Rows from the dataset
#####

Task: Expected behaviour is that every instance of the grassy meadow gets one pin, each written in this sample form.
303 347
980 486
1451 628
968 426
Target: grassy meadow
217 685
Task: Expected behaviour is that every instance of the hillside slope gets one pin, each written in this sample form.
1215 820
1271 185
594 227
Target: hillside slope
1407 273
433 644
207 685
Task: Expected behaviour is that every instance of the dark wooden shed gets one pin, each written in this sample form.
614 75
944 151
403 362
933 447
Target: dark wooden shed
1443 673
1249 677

#####

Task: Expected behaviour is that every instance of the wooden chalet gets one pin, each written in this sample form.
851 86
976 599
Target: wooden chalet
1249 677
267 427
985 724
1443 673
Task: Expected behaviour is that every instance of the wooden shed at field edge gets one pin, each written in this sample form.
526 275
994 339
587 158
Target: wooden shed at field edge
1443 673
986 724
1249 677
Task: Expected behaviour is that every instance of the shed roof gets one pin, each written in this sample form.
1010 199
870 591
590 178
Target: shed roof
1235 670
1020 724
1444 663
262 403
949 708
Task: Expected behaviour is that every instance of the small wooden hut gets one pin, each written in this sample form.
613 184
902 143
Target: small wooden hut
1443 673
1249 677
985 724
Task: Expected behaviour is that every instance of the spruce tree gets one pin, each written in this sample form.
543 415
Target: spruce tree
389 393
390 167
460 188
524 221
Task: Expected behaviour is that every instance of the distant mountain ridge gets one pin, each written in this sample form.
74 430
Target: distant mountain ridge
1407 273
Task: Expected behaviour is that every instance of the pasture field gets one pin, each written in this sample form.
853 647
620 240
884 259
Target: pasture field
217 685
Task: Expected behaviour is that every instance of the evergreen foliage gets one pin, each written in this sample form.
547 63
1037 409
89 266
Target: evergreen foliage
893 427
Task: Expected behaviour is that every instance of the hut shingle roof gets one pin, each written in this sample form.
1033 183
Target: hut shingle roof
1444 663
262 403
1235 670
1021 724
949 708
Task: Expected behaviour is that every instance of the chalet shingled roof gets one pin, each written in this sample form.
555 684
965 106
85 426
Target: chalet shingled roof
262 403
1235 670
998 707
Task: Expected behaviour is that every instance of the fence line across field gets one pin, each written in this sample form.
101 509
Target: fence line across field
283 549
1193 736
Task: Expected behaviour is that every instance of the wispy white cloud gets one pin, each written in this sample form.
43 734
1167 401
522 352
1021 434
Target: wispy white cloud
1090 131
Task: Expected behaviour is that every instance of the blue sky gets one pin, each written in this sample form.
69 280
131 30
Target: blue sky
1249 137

#####

*Problem description:* Which lines above contain the string "edge", counting case? Locate each one and copy it out.

*Response for this exercise:*
Task: Expected behaviour is that every instance of the wooden shed at field edge gets one pin, each written in this sample form.
Target: wooden shed at field edge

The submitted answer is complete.